*To do*
Copy out every one of the following entries word for word, with nothing changed.

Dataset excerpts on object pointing
..............................
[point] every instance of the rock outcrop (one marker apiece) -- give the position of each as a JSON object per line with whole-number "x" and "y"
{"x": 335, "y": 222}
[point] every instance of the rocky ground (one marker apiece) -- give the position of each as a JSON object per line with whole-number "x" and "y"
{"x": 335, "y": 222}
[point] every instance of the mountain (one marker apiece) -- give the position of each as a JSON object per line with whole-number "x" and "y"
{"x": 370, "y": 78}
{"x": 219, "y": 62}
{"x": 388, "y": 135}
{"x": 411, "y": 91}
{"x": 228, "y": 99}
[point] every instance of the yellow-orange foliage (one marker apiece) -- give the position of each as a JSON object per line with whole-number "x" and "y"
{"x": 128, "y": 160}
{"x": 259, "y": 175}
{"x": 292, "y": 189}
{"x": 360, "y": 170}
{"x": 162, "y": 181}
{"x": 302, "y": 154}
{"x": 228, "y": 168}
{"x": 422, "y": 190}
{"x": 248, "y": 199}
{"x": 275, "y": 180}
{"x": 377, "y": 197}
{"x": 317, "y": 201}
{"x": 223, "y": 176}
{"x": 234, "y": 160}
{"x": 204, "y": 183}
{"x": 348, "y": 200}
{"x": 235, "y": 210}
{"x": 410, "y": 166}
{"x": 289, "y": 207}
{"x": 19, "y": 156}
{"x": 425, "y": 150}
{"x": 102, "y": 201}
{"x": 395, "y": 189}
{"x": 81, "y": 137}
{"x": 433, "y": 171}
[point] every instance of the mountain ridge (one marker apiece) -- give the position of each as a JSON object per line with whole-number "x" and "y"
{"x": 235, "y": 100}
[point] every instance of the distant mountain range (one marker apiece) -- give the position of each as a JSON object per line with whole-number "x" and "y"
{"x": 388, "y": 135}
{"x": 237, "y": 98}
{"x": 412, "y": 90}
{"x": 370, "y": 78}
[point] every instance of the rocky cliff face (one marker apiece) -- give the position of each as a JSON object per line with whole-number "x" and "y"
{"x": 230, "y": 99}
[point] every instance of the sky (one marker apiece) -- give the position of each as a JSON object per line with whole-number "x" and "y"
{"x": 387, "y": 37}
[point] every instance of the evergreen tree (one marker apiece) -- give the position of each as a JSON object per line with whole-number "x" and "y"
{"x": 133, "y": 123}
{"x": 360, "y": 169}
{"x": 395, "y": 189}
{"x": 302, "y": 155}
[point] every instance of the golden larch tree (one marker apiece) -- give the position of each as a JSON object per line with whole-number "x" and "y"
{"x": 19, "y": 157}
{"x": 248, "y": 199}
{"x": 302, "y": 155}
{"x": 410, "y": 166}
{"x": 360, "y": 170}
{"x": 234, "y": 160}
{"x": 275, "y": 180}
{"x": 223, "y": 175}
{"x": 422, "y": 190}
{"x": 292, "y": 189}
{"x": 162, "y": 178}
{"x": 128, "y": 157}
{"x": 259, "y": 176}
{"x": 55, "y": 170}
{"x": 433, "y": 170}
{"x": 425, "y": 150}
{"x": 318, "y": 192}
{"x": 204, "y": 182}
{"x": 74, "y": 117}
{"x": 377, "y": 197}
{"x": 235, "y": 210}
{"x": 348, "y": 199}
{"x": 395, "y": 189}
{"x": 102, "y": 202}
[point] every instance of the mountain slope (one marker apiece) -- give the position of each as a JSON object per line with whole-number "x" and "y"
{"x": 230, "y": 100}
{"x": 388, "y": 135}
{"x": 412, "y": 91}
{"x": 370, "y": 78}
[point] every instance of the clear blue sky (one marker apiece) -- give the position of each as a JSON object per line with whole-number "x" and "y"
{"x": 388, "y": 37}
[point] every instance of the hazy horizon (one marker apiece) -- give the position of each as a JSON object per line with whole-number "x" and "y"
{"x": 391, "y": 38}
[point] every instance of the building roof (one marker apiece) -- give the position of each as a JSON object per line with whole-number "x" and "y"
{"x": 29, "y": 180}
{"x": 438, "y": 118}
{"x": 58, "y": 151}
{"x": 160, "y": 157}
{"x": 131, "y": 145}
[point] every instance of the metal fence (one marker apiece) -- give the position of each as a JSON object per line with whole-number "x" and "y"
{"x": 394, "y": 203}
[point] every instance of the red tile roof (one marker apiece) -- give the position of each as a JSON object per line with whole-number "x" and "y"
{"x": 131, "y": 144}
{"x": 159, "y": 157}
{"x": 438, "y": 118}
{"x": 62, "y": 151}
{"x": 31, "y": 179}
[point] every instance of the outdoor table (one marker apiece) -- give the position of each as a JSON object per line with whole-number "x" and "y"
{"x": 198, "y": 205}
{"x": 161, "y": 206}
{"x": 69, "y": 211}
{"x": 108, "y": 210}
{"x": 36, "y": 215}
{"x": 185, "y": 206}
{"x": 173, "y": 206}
..............................
*Completed exercise*
[point] every instance of the rock outcrop (one marker apiece) -- give the position of each as a JSON object per line with whole-number "x" and "y"
{"x": 335, "y": 222}
[point] every instance of the rocky ground (one marker apiece) -- give the position of each as a JSON object per line with whole-number "x" and "y"
{"x": 335, "y": 222}
[point] every instance of the mountain (one marker apiece) -- give the position of each as a JSON object per line with whole-number "x" and "y"
{"x": 370, "y": 78}
{"x": 219, "y": 62}
{"x": 388, "y": 135}
{"x": 411, "y": 91}
{"x": 228, "y": 99}
[point] every instance of the yellow-orange foliage (one marker apiece) -- give the position of each as a JSON object per line with whole-number "x" and "y"
{"x": 128, "y": 160}
{"x": 259, "y": 175}
{"x": 292, "y": 189}
{"x": 360, "y": 170}
{"x": 162, "y": 181}
{"x": 302, "y": 154}
{"x": 228, "y": 168}
{"x": 422, "y": 190}
{"x": 248, "y": 199}
{"x": 275, "y": 180}
{"x": 377, "y": 197}
{"x": 317, "y": 201}
{"x": 223, "y": 176}
{"x": 234, "y": 160}
{"x": 204, "y": 183}
{"x": 348, "y": 200}
{"x": 235, "y": 210}
{"x": 410, "y": 166}
{"x": 289, "y": 207}
{"x": 19, "y": 156}
{"x": 425, "y": 150}
{"x": 102, "y": 201}
{"x": 395, "y": 189}
{"x": 81, "y": 137}
{"x": 433, "y": 171}
[point] every instance of the mountain ridge (one marker apiece) -- give the position of each as a JSON object per line with whole-number "x" and "y"
{"x": 235, "y": 100}
[point] every instance of the distant mountain range (one marker apiece) -- give the position of each as a JSON object per line with whole-number "x" and "y"
{"x": 388, "y": 135}
{"x": 237, "y": 98}
{"x": 412, "y": 90}
{"x": 370, "y": 78}
[point] every instance of the rocky cliff face (one marker apiece) -- give the position of each as a JSON object per line with whole-number "x" and "y"
{"x": 230, "y": 99}
[point] every instance of the sky (one marker apiece) -- give the position of each as a JSON object per line with whole-number "x" and "y"
{"x": 387, "y": 37}
[point] every instance of the evergreen tree (one marker apiece) -- give the position of each as a JSON object per line with whole-number "x" and "y"
{"x": 133, "y": 123}
{"x": 360, "y": 169}
{"x": 395, "y": 189}
{"x": 302, "y": 155}
[point] every instance of the golden larch tree (one marker apiece) -- give the position of each as a JSON object per line with whole-number "x" and "y"
{"x": 19, "y": 157}
{"x": 248, "y": 199}
{"x": 302, "y": 155}
{"x": 410, "y": 166}
{"x": 360, "y": 170}
{"x": 234, "y": 160}
{"x": 275, "y": 180}
{"x": 223, "y": 175}
{"x": 422, "y": 190}
{"x": 292, "y": 189}
{"x": 162, "y": 178}
{"x": 128, "y": 157}
{"x": 259, "y": 176}
{"x": 55, "y": 170}
{"x": 433, "y": 170}
{"x": 425, "y": 150}
{"x": 318, "y": 192}
{"x": 204, "y": 182}
{"x": 74, "y": 117}
{"x": 377, "y": 197}
{"x": 235, "y": 210}
{"x": 348, "y": 199}
{"x": 395, "y": 189}
{"x": 102, "y": 202}
[point] every instance of the mountain slope (one marker apiece) -- give the position of each as a JSON object per line with whole-number "x" and "y"
{"x": 230, "y": 100}
{"x": 388, "y": 135}
{"x": 412, "y": 91}
{"x": 370, "y": 78}
[point] every instance of the clear blue sky (one marker apiece) -- give the position of each as a JSON object per line with whole-number "x" and "y"
{"x": 388, "y": 37}
[point] every instance of the hazy horizon (one marker apiece) -- give the position of each as a JSON object per line with whole-number "x" and "y"
{"x": 391, "y": 38}
[point] every instance of the building roof (one marker apiece) -- give the position of each as a JSON object per line with whole-number "x" and "y"
{"x": 29, "y": 180}
{"x": 438, "y": 118}
{"x": 58, "y": 151}
{"x": 160, "y": 157}
{"x": 131, "y": 145}
[point] every instance of the metal fence (one marker apiece) -- give the position of each as a JSON object per line with whole-number "x" and "y"
{"x": 394, "y": 203}
[point] every instance of the red tile roof (one marker apiece) -- give the position of each as a JSON object per line with whole-number "x" and "y"
{"x": 131, "y": 144}
{"x": 159, "y": 157}
{"x": 438, "y": 118}
{"x": 62, "y": 151}
{"x": 31, "y": 179}
[point] every instance of the outdoor table (one marker apiece) -- give the position of each as a JSON object per line with whole-number "x" and "y"
{"x": 198, "y": 205}
{"x": 161, "y": 206}
{"x": 69, "y": 211}
{"x": 108, "y": 210}
{"x": 36, "y": 215}
{"x": 185, "y": 206}
{"x": 173, "y": 206}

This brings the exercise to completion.